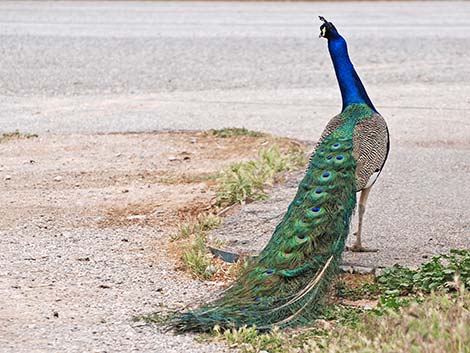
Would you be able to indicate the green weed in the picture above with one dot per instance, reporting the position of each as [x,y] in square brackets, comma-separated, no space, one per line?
[246,181]
[15,135]
[234,131]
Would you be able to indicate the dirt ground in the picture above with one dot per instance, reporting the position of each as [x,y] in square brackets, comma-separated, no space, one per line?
[85,220]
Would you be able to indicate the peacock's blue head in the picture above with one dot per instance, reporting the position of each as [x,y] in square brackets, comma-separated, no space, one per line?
[328,29]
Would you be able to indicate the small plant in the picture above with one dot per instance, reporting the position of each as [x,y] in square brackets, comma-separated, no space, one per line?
[234,131]
[433,275]
[246,181]
[195,257]
[204,222]
[249,340]
[16,135]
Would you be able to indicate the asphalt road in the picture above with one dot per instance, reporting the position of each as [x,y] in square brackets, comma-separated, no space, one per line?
[101,67]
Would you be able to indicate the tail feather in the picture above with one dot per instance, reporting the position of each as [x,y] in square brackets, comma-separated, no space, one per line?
[285,284]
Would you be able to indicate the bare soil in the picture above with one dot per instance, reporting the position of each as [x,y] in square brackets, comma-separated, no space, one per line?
[84,227]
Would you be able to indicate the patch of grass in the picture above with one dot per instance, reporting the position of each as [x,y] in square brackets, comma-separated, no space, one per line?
[439,324]
[343,314]
[195,257]
[397,281]
[234,131]
[152,318]
[197,260]
[246,181]
[16,135]
[203,223]
[249,340]
[421,310]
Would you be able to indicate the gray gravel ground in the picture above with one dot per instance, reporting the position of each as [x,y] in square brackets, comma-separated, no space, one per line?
[139,66]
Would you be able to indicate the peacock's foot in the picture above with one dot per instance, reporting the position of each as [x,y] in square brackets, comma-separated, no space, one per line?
[360,248]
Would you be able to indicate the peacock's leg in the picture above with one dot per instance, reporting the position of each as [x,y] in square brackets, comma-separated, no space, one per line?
[357,247]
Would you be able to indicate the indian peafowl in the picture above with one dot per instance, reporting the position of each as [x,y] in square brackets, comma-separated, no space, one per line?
[284,285]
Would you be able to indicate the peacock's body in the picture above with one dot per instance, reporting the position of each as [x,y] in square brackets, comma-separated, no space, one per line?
[285,284]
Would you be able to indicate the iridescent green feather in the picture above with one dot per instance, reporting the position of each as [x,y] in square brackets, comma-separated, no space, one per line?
[285,284]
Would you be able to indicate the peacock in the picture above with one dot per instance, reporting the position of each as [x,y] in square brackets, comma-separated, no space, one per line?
[285,285]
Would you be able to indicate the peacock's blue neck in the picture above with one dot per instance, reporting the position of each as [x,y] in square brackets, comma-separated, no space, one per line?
[352,89]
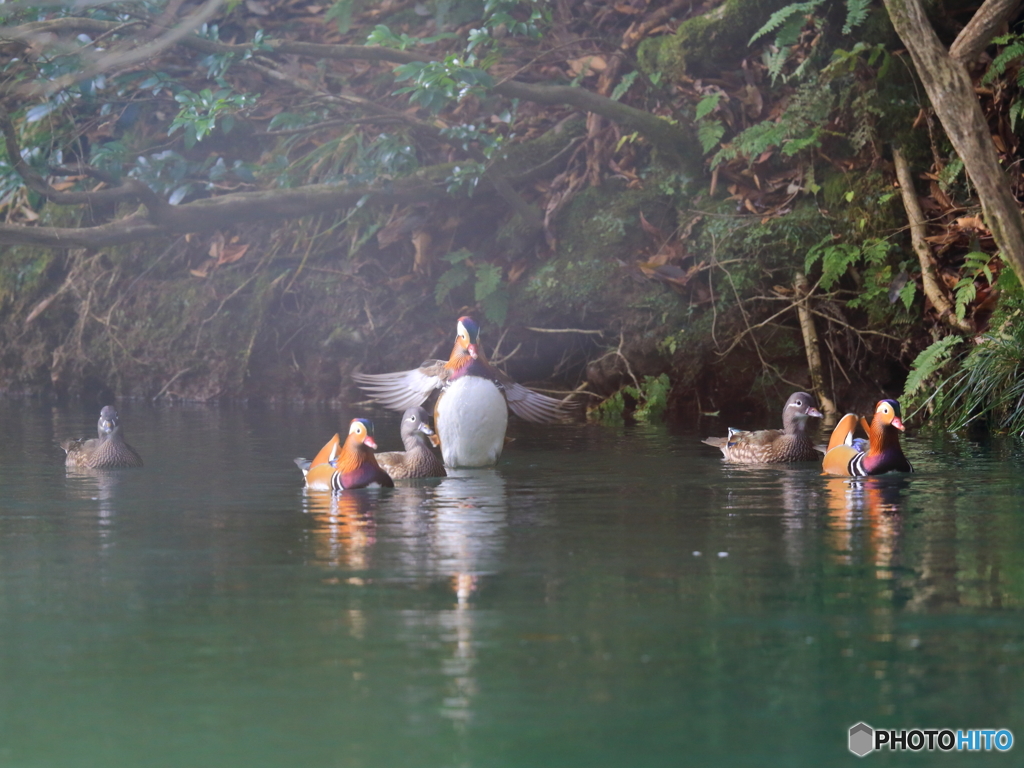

→ **Directions for this task**
Switch "one dot per instance" to "a single point for each instance" everywhere in the records above, and give every line again with nothing else changed. Leave the pictures out.

→ **Finished task**
Would you be able to indicate the green weed in the picture above with a single point for each instance, reporting the position of each as [x,y] in square brackets, comma-separated, no space, one per line?
[246,181]
[15,135]
[234,131]
Would you be able to indicate the dirt ground in the picture above with a single point for each instance, reporting the position of each as [x,y] in square brackets, comma-separated, no space, one per line?
[85,220]
Would you be able to indicate the peacock's blue head in the picture above with a single point for each instance, reporting the position of each as [x,y] in square brackets, comma-separated, no space, one per line?
[328,29]
Would you be able to indicate the small plant in the picture above with a single point for each instance, reporting the position of each as [x,y] in square brackets, comma-separated, no space, one per line?
[234,131]
[433,275]
[246,181]
[195,257]
[204,222]
[249,340]
[16,135]
Would you be able to indicate the asphalt road in the picture above with a single point for each instance, reporting the position of each as [x,y] in square brackets, comma-separated, no space, one per line?
[101,67]
Would you be able to indicate the tail feather in the picture above with a single point for each instance, reporting the position of each as [x,y] in square brackets, comma-separated, no space, one per line?
[285,284]
Would you be able to indicate the bare soil in the picture above with a single point for each instance, reporting the position of each as [x,y] in square brackets, comma-separated, no space, one per line?
[84,227]
Would you be able to indicate the patch of grass in the picture above with a single point for each instance, reporting the position of each as [x,y] in square brackets, comma-separated, no space, one per line?
[439,324]
[343,314]
[195,257]
[397,281]
[234,131]
[152,318]
[197,260]
[246,181]
[16,135]
[203,223]
[249,340]
[421,310]
Would you be able to indicate the gray gravel ground in the picture above with a single point for each instance, reporting the position of each as [x,y] in square brackets, comma-separated, no space, one per line?
[139,66]
Would you be able to indicate the peacock's foot in the picture above with a single point for each instance, reporting the position of each as [x,y] in square brackets, comma-separated, no space, one per line?
[360,248]
Would you be able to indicate the peacock's leg in the picture above with a single point for each instance, reporting the position of each as [x,y] in square brackets, comma-separated, no space, one per line?
[357,247]
Would you be able to indicate the indian peafowl in the picture above with a single point for each instance, reporting the position of each as [x,y] in square brackets, comma-separated, no space, one per line?
[284,285]
Would you be able to indicate the peacock's body in the picture above with a single point for each instance, reporting the position of each as [x,y] in square brackets, comma-separated, no space, one per line?
[285,284]
Would you be able to indicate the iridescent green feather in the picture above with a single point for each instance, reporting the position of each as [x,y] in square brackets, comma-separated, no space, one per line?
[285,284]
Would you be able to indicate the peacock in the picture above with a single point for each instance, reporting the position of each as [x,y] in square brackets, comma-separated, no space, one per line?
[285,285]
Would you be able to indicate the peacock's blue neck in the picture above with a single point for each instance, reporting the position of each as [x,y] in square brackets, comma-separated, no space, one per line?
[352,89]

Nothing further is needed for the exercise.